Give back only the lines from the one with "point per instance: horse's head" through the last line of the data, exactly as they appear.

Exercise input below:

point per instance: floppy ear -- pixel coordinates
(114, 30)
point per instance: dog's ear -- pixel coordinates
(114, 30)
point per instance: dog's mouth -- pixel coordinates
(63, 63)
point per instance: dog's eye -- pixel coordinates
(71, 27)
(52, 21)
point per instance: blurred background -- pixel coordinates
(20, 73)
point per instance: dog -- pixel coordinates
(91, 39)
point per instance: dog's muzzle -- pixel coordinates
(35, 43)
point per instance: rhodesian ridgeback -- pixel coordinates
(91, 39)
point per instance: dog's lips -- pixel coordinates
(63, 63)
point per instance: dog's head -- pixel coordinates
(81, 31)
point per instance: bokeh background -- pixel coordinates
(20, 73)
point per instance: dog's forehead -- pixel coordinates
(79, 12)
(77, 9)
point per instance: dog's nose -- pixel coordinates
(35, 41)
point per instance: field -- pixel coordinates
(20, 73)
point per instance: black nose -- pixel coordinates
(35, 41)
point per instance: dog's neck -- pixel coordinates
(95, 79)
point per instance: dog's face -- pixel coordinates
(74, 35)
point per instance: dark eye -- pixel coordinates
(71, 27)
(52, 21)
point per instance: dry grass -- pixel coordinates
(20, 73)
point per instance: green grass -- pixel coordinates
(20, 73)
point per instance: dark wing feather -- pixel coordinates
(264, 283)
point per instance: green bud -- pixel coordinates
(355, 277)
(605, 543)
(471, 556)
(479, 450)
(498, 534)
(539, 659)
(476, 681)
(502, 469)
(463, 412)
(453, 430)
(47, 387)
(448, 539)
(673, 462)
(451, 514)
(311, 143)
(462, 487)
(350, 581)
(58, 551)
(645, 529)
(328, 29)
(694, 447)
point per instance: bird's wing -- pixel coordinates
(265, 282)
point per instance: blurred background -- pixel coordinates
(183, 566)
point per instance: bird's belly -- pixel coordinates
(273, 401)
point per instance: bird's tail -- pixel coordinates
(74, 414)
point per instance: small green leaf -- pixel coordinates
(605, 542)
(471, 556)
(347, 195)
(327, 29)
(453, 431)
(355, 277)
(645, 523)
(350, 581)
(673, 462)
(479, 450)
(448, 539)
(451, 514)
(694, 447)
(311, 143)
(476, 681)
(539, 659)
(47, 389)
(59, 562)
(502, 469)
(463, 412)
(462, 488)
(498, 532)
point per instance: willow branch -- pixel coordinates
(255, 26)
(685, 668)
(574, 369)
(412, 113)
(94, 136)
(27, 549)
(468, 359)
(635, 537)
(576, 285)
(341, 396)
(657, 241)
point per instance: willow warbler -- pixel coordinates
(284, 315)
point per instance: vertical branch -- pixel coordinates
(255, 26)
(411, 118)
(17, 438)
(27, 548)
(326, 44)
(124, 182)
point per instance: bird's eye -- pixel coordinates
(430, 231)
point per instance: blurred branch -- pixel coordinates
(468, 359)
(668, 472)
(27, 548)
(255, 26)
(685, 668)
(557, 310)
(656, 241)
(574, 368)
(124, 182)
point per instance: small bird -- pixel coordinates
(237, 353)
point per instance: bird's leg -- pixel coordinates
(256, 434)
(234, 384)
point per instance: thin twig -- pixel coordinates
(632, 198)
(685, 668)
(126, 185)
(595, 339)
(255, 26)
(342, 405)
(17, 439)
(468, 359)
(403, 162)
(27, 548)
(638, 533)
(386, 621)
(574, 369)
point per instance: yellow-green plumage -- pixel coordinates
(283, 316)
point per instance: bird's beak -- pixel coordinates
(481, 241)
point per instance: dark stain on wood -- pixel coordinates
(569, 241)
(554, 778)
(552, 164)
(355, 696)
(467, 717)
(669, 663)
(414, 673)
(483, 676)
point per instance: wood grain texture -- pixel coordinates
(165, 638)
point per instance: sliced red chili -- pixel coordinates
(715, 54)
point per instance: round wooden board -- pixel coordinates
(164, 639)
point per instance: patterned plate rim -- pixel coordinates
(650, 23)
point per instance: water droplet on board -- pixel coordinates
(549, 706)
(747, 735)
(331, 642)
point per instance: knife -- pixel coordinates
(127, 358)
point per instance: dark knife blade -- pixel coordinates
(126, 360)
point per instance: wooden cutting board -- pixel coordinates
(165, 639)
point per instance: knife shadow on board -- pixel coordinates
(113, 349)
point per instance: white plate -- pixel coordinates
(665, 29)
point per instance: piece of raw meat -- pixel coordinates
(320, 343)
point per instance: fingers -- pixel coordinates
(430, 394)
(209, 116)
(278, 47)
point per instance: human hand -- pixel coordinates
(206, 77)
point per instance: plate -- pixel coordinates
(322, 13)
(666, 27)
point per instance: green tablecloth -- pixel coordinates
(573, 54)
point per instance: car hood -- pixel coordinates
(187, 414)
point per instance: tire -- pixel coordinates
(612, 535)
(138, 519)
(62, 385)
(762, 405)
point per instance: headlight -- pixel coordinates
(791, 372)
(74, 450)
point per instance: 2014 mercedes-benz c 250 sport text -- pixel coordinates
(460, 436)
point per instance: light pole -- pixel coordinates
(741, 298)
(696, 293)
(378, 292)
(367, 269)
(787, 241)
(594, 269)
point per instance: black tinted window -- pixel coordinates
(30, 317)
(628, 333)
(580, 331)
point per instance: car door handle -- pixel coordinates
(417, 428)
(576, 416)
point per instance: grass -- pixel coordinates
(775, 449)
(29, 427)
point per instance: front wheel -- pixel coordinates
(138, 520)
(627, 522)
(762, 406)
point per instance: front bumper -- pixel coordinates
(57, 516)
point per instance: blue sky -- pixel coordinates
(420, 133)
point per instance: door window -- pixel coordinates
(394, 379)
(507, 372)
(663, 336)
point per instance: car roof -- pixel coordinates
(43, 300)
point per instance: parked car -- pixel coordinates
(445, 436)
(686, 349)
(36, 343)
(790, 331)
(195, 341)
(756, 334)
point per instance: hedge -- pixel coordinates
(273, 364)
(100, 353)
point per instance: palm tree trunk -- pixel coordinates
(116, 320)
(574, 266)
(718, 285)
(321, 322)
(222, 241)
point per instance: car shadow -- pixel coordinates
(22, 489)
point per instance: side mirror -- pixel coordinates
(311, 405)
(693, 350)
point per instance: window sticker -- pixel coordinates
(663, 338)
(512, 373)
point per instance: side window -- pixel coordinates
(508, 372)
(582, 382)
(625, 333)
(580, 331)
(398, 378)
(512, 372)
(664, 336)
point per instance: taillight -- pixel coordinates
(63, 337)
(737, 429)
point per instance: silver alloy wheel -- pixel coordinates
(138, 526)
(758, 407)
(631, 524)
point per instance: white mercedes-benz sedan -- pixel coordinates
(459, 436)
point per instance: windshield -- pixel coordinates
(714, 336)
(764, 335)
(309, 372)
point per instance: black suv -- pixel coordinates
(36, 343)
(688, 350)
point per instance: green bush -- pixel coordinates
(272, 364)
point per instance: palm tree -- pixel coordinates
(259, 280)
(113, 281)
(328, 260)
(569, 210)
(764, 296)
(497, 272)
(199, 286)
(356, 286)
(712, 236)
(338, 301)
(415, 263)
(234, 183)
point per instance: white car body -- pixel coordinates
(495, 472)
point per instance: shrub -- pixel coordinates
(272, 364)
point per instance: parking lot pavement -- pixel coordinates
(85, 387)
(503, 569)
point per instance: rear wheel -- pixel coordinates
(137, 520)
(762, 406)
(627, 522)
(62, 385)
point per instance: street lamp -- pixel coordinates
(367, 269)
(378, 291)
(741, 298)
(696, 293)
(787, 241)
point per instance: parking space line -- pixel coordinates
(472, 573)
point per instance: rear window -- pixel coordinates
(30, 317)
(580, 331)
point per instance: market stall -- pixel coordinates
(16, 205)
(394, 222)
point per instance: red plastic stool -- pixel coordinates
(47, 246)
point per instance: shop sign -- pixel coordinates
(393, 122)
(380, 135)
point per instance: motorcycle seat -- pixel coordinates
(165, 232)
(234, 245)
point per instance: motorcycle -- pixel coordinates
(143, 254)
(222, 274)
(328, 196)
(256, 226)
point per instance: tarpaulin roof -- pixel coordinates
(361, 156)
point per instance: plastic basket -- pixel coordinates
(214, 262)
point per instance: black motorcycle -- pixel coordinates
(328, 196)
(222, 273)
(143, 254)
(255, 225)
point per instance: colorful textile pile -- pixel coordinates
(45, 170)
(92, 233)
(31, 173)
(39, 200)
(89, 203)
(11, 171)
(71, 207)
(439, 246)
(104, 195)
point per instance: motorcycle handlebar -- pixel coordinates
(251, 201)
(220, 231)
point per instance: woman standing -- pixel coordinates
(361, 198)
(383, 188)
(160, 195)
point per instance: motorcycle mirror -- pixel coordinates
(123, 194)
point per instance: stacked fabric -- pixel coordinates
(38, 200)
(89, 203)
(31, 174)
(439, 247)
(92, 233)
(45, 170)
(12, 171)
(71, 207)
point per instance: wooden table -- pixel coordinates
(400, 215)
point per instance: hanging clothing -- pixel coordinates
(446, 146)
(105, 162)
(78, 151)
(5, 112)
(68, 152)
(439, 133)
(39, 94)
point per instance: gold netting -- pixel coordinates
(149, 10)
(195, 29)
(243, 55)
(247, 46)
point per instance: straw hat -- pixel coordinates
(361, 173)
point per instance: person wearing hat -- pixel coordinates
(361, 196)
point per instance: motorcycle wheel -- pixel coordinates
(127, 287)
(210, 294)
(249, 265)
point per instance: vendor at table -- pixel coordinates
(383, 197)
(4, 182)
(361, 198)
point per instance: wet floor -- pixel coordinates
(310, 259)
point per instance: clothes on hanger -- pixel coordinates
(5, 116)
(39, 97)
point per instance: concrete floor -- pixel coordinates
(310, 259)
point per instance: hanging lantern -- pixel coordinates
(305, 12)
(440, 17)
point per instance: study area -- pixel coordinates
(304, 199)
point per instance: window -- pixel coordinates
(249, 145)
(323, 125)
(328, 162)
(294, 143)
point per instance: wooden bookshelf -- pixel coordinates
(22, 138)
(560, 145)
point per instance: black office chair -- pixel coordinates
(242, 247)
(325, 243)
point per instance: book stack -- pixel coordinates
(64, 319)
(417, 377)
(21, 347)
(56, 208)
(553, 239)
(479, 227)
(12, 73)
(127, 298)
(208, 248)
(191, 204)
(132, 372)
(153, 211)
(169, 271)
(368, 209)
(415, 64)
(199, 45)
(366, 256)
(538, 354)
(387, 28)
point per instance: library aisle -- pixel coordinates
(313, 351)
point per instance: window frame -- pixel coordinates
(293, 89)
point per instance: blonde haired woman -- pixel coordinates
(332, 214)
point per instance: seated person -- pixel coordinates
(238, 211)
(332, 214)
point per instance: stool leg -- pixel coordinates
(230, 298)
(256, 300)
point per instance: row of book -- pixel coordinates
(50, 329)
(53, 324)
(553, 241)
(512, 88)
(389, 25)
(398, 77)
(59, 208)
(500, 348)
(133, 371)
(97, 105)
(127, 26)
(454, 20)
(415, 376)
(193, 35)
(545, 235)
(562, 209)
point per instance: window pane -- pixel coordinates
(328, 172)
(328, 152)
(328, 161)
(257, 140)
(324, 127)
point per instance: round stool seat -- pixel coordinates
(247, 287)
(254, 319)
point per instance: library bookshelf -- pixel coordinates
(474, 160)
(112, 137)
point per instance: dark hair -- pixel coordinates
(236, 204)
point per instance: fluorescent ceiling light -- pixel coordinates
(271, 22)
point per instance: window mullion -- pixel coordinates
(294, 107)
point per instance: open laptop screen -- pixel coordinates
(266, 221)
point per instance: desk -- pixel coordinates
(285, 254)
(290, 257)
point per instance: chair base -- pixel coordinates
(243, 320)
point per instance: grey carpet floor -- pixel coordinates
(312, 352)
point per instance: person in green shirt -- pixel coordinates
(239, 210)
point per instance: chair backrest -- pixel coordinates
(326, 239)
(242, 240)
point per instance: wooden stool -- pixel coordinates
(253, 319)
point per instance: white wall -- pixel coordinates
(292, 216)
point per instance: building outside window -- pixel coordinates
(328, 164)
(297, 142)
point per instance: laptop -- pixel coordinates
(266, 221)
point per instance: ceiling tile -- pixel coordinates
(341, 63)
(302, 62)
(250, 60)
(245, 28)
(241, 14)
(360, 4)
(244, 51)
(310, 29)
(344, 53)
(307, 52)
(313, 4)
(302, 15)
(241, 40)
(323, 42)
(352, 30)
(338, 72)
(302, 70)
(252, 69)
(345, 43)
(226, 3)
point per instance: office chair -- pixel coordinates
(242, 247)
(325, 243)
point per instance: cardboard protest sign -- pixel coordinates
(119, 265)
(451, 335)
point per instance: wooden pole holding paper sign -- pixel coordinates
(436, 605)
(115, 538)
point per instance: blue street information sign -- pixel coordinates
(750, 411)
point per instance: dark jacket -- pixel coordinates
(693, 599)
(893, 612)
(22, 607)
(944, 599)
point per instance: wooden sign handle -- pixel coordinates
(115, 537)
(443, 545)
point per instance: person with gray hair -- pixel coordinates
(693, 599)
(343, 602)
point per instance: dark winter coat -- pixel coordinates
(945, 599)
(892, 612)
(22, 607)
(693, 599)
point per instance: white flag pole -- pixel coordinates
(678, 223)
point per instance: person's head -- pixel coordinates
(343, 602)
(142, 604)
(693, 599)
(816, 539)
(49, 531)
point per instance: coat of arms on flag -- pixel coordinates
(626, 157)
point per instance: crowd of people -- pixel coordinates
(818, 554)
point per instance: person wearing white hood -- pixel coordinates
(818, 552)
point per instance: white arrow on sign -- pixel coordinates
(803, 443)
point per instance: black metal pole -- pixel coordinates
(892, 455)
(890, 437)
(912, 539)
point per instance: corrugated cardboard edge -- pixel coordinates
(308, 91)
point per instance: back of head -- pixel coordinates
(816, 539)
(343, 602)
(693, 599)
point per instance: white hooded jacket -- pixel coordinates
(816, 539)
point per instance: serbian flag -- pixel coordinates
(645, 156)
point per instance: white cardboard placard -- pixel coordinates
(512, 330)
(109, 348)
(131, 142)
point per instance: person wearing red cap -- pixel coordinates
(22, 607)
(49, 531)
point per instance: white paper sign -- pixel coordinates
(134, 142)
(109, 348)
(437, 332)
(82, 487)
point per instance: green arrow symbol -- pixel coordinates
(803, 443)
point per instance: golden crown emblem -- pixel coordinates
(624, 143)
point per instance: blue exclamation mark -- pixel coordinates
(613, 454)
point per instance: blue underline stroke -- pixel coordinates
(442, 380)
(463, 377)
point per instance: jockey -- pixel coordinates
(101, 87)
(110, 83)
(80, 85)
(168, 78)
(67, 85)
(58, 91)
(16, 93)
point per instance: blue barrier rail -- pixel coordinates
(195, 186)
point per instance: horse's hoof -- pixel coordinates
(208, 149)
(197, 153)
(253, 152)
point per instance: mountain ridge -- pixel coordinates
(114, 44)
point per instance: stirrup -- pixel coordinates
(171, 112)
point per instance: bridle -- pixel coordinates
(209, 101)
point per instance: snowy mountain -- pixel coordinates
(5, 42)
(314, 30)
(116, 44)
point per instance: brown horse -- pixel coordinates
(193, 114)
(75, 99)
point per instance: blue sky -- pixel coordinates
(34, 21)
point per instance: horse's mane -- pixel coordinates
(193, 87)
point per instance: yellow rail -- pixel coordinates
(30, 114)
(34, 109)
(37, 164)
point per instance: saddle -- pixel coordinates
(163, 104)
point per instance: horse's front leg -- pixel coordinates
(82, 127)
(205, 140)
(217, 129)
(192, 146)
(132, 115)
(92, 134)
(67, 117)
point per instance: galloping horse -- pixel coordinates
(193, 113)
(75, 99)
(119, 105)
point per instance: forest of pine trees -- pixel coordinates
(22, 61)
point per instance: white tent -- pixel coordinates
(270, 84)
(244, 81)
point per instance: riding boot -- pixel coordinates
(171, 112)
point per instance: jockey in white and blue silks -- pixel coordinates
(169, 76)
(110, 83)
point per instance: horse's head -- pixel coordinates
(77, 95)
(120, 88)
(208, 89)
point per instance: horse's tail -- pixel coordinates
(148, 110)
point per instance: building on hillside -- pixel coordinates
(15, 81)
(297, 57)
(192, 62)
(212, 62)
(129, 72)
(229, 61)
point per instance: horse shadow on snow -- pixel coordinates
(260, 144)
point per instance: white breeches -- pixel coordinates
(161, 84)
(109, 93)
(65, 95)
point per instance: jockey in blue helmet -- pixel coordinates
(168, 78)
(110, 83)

End of Exercise input.

Reply to the task:
point per instance: horse's head -- pixel coordinates
(77, 95)
(120, 88)
(208, 89)
point per instance: horse's tail -- pixel coordinates
(148, 110)
point per instance: building on hillside -- pixel coordinates
(15, 81)
(297, 57)
(192, 62)
(212, 62)
(129, 72)
(229, 61)
point per instance: horse shadow on snow -- pixel coordinates
(260, 144)
point per instance: white breeches -- pixel coordinates
(161, 84)
(109, 93)
(65, 95)
point per instance: jockey in blue helmet -- pixel coordinates
(168, 78)
(110, 83)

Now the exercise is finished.